Transcribe the listing below line for line, leaving every word and number unchanged.

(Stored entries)
============================================================

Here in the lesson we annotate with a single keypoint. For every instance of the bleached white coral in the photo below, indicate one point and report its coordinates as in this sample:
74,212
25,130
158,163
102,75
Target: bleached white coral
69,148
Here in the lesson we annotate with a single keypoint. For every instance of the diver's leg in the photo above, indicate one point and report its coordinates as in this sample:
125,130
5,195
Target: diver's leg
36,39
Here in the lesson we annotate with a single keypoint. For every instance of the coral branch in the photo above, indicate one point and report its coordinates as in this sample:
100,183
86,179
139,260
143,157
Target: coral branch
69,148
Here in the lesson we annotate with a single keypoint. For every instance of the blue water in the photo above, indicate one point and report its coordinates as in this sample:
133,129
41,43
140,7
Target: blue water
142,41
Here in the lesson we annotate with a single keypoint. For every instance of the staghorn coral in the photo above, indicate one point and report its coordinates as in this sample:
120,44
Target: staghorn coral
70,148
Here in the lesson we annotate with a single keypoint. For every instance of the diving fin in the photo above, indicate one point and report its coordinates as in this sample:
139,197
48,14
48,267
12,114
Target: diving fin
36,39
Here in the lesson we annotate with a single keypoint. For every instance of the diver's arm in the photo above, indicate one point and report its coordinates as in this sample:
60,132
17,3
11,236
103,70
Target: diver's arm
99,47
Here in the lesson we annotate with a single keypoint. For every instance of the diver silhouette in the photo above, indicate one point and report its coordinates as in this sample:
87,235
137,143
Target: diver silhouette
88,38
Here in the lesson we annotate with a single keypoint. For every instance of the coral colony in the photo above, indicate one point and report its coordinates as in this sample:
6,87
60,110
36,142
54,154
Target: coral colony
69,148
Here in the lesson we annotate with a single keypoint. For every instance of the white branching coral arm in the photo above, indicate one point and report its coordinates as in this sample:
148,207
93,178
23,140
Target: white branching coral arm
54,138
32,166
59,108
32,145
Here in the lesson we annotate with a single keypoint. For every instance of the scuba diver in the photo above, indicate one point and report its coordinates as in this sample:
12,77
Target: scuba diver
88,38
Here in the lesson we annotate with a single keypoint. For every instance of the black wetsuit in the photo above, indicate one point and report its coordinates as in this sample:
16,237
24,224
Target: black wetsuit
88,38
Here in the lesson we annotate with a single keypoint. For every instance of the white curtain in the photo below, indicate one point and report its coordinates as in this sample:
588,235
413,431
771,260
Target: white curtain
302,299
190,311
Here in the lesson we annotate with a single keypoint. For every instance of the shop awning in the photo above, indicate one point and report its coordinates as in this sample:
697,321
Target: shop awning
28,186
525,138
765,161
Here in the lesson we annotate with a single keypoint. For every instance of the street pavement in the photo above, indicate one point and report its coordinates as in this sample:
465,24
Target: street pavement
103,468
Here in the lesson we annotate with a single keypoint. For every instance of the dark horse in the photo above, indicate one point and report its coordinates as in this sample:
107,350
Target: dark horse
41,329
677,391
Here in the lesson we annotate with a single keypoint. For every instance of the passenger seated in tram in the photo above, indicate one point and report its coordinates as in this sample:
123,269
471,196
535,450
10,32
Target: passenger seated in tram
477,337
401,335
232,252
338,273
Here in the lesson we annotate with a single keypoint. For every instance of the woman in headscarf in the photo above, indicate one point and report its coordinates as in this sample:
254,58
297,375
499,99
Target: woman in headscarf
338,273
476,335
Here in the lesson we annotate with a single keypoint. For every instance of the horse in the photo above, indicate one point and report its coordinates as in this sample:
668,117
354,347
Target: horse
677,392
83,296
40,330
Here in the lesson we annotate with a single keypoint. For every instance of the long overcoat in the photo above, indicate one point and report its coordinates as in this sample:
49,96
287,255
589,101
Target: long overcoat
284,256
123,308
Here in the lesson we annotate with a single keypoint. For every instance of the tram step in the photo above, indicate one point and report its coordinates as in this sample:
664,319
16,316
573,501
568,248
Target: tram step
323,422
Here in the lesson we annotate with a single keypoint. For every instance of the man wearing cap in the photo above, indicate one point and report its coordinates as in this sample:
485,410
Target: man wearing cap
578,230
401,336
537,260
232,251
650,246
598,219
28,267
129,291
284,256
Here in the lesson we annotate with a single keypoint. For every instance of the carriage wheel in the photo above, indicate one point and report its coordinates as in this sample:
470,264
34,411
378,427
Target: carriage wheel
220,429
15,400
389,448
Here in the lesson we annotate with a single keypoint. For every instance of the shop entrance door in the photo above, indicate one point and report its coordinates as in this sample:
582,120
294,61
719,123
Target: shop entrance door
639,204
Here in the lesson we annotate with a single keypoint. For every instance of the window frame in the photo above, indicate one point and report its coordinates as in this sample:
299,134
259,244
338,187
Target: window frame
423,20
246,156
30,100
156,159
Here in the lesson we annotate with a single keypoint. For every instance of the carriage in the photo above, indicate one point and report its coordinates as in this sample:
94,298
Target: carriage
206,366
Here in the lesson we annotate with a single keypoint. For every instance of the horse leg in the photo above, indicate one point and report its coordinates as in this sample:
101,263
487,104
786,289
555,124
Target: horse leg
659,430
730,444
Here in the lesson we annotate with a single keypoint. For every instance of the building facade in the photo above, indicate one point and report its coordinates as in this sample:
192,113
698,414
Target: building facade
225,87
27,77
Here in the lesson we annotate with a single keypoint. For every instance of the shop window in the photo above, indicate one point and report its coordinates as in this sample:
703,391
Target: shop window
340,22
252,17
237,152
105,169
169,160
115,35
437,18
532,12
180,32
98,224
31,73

============================================================

**Result below:**
Here in the lesson we annotate with a single keypoint. For every instance of the bleached white coral in the photo below, indicate one point and report its coordinates as in this sample:
74,212
25,130
158,163
102,75
Target: bleached white coral
69,148
Here in the lesson we annotate with a single keypoint. For every instance of the diver's leg in the photo above, indicate one point and report its coordinates as in this sample:
125,130
5,195
Target: diver's leg
36,39
Here in the lesson we annotate with a single keypoint. For every instance of the coral branch in the photo above, indicate one point and report its coordinates as in this sample:
100,183
86,179
139,260
143,157
Target: coral branch
69,148
Here in the lesson we annotate with a single keypoint. For every instance of the blue water in the photo above, indicate one point and report its coordinates as in this sample:
133,129
41,43
140,7
Target: blue water
142,41
Here in the lesson we annotate with a single keypoint. For every instance of the staghorn coral in the photo above, indicate one point and report its coordinates as in this sample:
120,44
Target: staghorn coral
70,148
Here in the lesson we annotate with a single keypoint. For every instance of the diving fin in the photo above, indicate one point and report its coordinates as in this sample:
139,197
48,14
48,267
12,114
Target: diving fin
36,39
Here in the lesson we annotate with a single keypoint. For every instance of the diver's arm in the photo above, indicate one point and report its coordinates as in this sample:
60,132
17,3
11,236
103,70
Target: diver's arm
99,47
Here in the lesson we annotate with a single keypoint. For every instance of the diver silhouette in the photo above, indicate one point and report its coordinates as in this sample:
87,235
137,143
Target: diver silhouette
88,38
Here in the lesson we annotate with a single keypoint. For every instance of the coral colony in the photo above, indicate one point and report its coordinates as in this sample:
6,87
60,110
36,142
54,154
Target: coral colony
69,148
Here in the lesson we annotate with a single keypoint. For every instance of the white branching coral arm in the photo above, indicate one point and report its coordinates as in this sample:
148,207
93,178
23,140
Target: white branching coral arm
54,138
32,166
59,108
32,145
Here in the lesson we annotate with a single keypoint. For every instance of the scuba diver in the photo above, indicate one point and report its coordinates as in this sample:
12,77
Target: scuba diver
88,38
Here in the lesson we annotate with a single keypoint. For every instance of the black wetsuit in the photo above, indicate one point and report its coordinates as in this sample:
16,237
24,224
Target: black wetsuit
88,38
Here in the lesson we annotate with a single keypoint. For every instance of the white curtain in the photo below, indicate one point and report its coordinates as in this sample:
588,235
413,431
771,260
Target: white curtain
302,299
190,311
Here in the lesson we annotate with a single keypoint. For every instance of the shop awning in the photo above, indicate one point and report its coordinates as in this sample:
697,321
Target: shop awning
28,186
525,138
765,161
Here in the lesson we annotate with a single keypoint. For every instance of the street pavement in the photo above, indicate one point and report its coordinates as in this sample:
465,24
Target: street pavement
103,468
Here in the lesson we annotate with a single keypoint. For every instance of the dark horse in the photo above, indicate one point and report its coordinates as in this sample:
107,350
Target: dark horse
41,329
677,391
Here in the lesson we annotate with a single keypoint. For every instance of the passenger seated in tram in the photo above, indicate one point and report its coordinates as in this sample:
123,269
471,196
535,450
10,32
Target: passenger seated in tram
477,337
401,335
232,252
338,273
Here in the lesson we annotate with a single keypoint. For every instance of the woman in headscarf in the photo above, indicate one point and report its coordinates as in this sample:
254,58
297,375
499,99
Target: woman in headscarf
338,273
476,335
Here in the lesson we annotate with a single keypoint. For every instance of the horse in the photo above, indicate one point and report its coordinates as in this sample:
668,117
354,347
Target: horse
677,392
83,296
40,330
Here in the lesson we annotate with a single keypoint. For every instance of the long overcoat in the photo above, indicate one point and report its coordinates as in this sample:
49,96
287,255
589,101
Target: long overcoat
284,256
123,308
Here in the lesson we annotate with a single keypoint. For every instance of the tram step in the photo above, indicate one point and report its coordinates as in this sample:
664,319
16,316
573,501
568,248
Target: tram step
323,422
Here in the lesson we annotate with a single keypoint. For every instance of the man wearing cap in the photo above, indicate one point and report its coordinates as in this sample:
485,410
Target: man wearing cap
578,230
401,336
537,260
232,251
650,246
598,219
28,267
129,291
284,256
Here in the lesson we annotate with a single keypoint. For every instance of the carriage wheel in the photo above, indicate one point and report its coordinates as in this sample:
470,264
34,411
378,427
Target: carriage wheel
220,429
15,400
389,448
Here in the lesson we annotate with a single keypoint. For every instance of the shop entrance door in the photo above, indicate one point and report its coordinates as in this sample:
582,120
294,61
719,123
Target: shop entrance door
639,204
Here in the lesson we annotate with a single keypoint. For every instance of the window frame in the photo above, indicate one point and report its coordinates as in this sample:
299,134
259,244
338,187
Target: window frame
423,20
246,156
30,100
156,159
Here in the lesson we annotate with a single keypoint. For every instance of the carriage in the photo above, indicate one point and report its coordinates as in this sample:
94,298
Target: carriage
206,366
Here in the lesson we annotate with a single keypoint. For every instance of the horse leg in the photo above, indicate one point and report its coordinates as in this sample:
101,263
487,104
786,289
555,124
Target: horse leg
659,430
730,444
Here in the lesson we annotate with a single keypoint. For every instance of the building facade in the photo above, indicate one point and report its coordinates as in this sample:
192,113
698,414
Target: building facade
225,87
27,77
Here in the lesson we annotate with a single keypoint. For every instance of the shop window in the photo above, indicate one point and report its coordinates as in this sample:
703,391
Target: shop window
340,22
252,17
237,152
105,169
169,160
115,35
437,18
532,12
180,32
98,224
31,73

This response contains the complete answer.